= Activity =
Output the whole listing with nothing altered.

=== Section Start ===

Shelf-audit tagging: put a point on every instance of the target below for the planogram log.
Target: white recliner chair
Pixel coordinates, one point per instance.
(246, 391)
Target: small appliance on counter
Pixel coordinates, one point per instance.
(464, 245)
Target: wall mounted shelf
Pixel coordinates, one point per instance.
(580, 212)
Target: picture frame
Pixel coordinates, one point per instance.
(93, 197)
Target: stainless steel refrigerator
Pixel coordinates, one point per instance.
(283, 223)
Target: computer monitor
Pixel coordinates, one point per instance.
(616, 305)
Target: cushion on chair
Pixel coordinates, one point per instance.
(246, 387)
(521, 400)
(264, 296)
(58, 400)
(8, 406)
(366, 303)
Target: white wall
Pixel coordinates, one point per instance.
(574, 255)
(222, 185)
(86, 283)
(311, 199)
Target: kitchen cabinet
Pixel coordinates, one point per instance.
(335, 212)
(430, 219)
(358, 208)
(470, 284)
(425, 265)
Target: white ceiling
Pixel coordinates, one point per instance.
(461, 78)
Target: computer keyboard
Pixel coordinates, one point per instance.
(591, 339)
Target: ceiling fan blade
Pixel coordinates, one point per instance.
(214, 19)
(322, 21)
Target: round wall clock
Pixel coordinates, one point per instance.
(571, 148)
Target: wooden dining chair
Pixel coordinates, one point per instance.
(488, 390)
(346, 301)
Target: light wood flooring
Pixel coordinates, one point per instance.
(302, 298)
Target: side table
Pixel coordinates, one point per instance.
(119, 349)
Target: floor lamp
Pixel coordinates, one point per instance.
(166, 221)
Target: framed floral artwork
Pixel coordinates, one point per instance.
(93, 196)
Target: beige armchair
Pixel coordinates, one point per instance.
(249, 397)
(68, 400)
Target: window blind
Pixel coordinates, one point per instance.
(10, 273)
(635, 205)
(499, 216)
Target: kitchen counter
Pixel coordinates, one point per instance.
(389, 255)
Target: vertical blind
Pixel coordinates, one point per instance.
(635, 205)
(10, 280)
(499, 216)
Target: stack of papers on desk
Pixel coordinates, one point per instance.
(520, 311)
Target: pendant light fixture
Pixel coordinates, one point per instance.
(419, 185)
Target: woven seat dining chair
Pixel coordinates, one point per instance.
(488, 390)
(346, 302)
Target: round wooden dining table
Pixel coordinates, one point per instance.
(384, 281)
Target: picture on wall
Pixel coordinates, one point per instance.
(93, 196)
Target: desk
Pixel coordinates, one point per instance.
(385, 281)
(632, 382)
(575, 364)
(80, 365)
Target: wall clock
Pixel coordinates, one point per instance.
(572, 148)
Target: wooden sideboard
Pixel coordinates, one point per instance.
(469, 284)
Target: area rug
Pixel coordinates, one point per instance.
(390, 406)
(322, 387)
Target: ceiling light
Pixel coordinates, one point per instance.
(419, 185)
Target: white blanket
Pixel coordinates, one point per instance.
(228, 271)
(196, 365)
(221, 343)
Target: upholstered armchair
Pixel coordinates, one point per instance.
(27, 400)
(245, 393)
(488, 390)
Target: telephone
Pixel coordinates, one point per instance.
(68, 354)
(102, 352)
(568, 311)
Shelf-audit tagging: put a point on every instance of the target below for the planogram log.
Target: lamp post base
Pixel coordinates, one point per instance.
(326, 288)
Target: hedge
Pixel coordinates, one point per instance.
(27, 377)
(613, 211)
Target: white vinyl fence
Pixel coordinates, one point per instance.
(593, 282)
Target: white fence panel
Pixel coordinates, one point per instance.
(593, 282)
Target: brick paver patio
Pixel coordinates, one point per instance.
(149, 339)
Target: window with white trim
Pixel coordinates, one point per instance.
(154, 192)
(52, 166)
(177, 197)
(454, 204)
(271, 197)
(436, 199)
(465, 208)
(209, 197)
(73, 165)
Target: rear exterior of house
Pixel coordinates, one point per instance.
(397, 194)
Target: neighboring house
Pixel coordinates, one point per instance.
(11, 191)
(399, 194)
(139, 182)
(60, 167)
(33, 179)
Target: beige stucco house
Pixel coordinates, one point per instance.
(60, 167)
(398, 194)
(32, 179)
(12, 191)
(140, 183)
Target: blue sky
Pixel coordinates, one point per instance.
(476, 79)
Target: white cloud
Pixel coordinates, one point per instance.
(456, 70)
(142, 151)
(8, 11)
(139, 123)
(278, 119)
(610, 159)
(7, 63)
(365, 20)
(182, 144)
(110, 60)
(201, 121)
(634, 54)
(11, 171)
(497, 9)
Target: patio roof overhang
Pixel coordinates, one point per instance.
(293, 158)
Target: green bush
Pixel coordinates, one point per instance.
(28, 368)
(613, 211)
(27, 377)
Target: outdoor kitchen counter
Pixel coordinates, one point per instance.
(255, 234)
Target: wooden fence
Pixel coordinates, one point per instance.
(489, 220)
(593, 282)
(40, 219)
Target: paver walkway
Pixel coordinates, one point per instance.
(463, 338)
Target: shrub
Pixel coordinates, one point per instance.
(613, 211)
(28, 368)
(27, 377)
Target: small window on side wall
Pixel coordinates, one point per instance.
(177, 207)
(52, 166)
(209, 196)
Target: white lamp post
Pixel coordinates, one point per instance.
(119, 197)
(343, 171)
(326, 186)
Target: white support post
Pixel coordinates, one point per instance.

=== Section End ===

= Expected output =
Shelf-audit tagging: put a point on every instance of the target below for the planogram log.
Target: white recliner chair
Pixel coordinates, one point per instance.
(246, 391)
Target: small appliance on counter
Pixel coordinates, one point per instance.
(464, 245)
Target: wall mounted shelf
Pixel coordinates, one point per instance.
(580, 212)
Target: picture frame
Pixel coordinates, one point per instance.
(93, 197)
Target: stainless steel refrigerator
Pixel coordinates, one point per instance.
(283, 223)
Target: computer monitor
Pixel coordinates, one point per instance.
(616, 305)
Target: cushion on chair
Pixel coordinates, one point per instance.
(246, 387)
(521, 400)
(264, 296)
(58, 400)
(8, 406)
(366, 303)
Target: white wall
Pixel coordinates, one point per instance.
(574, 255)
(222, 185)
(86, 283)
(311, 199)
Target: kitchen cabinet
Pixel coordinates, one point per instance.
(335, 212)
(430, 219)
(358, 208)
(470, 284)
(425, 265)
Target: white ceiling
Pixel coordinates, one point per instance.
(461, 78)
Target: computer keyboard
Pixel coordinates, one point per instance.
(591, 339)
Target: ceiling fan blade
Pixel coordinates, one point per instance.
(214, 19)
(322, 21)
Target: round wall clock
Pixel coordinates, one point per instance.
(571, 148)
Target: wooden dining chair
Pixel coordinates, one point per instance.
(488, 390)
(346, 301)
Target: light wood flooring
Pixel coordinates, one point per instance.
(302, 298)
Target: side table
Pixel coordinates, one point per instance.
(119, 349)
Target: floor lamp
Pixel coordinates, one point per instance.
(166, 221)
Target: framed floral artwork
Pixel coordinates, one point per instance.
(93, 196)
Target: beige armchair
Pixel coordinates, one point per instance.
(249, 397)
(68, 400)
Target: window blind
Pixel coordinates, one point per instance.
(10, 273)
(635, 205)
(499, 216)
Target: kitchen counter
Pixel coordinates, one point per instance.
(389, 255)
Target: vertical blind
Pixel coordinates, one point per instance.
(635, 205)
(10, 280)
(499, 216)
Target: stack of papers on desk
Pixel coordinates, one point per instance.
(520, 311)
Target: pendant light fixture
Pixel coordinates, one point per instance.
(419, 185)
Target: woven seat dining chair
Pixel coordinates, one point per instance.
(488, 390)
(346, 302)
Target: round wooden dining table
Pixel coordinates, one point per instance.
(384, 281)
Target: picture on wall
Pixel coordinates, one point per instance.
(93, 196)
Target: desk
Pixel coordinates, one point per instance.
(385, 281)
(632, 382)
(575, 364)
(80, 365)
Target: wall clock
Pixel coordinates, one point per instance.
(572, 148)
Target: wooden sideboard
Pixel coordinates, one point per instance.
(469, 284)
Target: area rug
Pixel coordinates, one point per instance.
(390, 406)
(322, 387)
Target: ceiling light
Pixel coordinates, one point per instance.
(419, 185)
Target: white blanket
Pixel coordinates, one point per instance.
(228, 271)
(196, 365)
(221, 343)
Target: upholstered armchair
Pixel coordinates, one point per instance.
(27, 400)
(245, 393)
(488, 390)
Target: telephone
Pixel coordinates, one point per instance.
(68, 354)
(102, 352)
(568, 311)
Shelf-audit tagging: put a point on every instance of the target below for the planogram log.
Target: lamp post base
Pixel coordinates, one point per instance.
(326, 288)
Target: hedge
Pixel coordinates, one point per instance.
(27, 377)
(613, 211)
Target: white vinyl fence
Pixel coordinates, one point per instance.
(593, 282)
Target: white fence panel
Pixel coordinates, one point per instance.
(593, 282)
Target: brick paver patio
Pixel coordinates, one point per instance.
(149, 339)
Target: window with white trim
Pixel coordinates, one point per instance.
(154, 192)
(52, 166)
(177, 197)
(454, 204)
(271, 197)
(436, 199)
(465, 208)
(209, 197)
(73, 165)
Target: rear exterior of house
Pixel coordinates, one point per instance.
(397, 194)
Target: neighboring house
Pixel coordinates, one point per instance.
(11, 191)
(399, 194)
(139, 182)
(60, 167)
(33, 179)
Target: beige stucco house
Pixel coordinates, one point per instance.
(60, 167)
(398, 194)
(32, 179)
(12, 191)
(140, 183)
Target: blue sky
Pixel coordinates, one point per instance.
(476, 79)
Target: white cloud
Pixel coordinates, one point per instance.
(456, 70)
(142, 151)
(8, 11)
(139, 123)
(278, 119)
(610, 159)
(7, 63)
(365, 20)
(182, 144)
(110, 60)
(201, 121)
(634, 54)
(11, 171)
(497, 9)
Target: patio roof overhang
Pixel coordinates, one point per instance.
(293, 158)
Target: green bush
Pixel coordinates, one point per instance.
(28, 368)
(613, 211)
(27, 377)
Target: outdoor kitchen counter
Pixel coordinates, one point per instance.
(255, 234)
Target: wooden fence
Pixel coordinates, one point per instance.
(489, 220)
(593, 282)
(40, 219)
Target: paver walkway
Pixel coordinates, one point per instance.
(463, 338)
Target: shrub
Pixel coordinates, one point per instance.
(613, 211)
(28, 368)
(27, 377)
Target: small window on side wall
Pixel coordinates, one point per instance.
(177, 207)
(52, 166)
(209, 196)
Target: white lamp post
Pixel coordinates, one point per instance.
(119, 197)
(343, 171)
(326, 186)
Target: white support post
Pixel coordinates, one point per instance.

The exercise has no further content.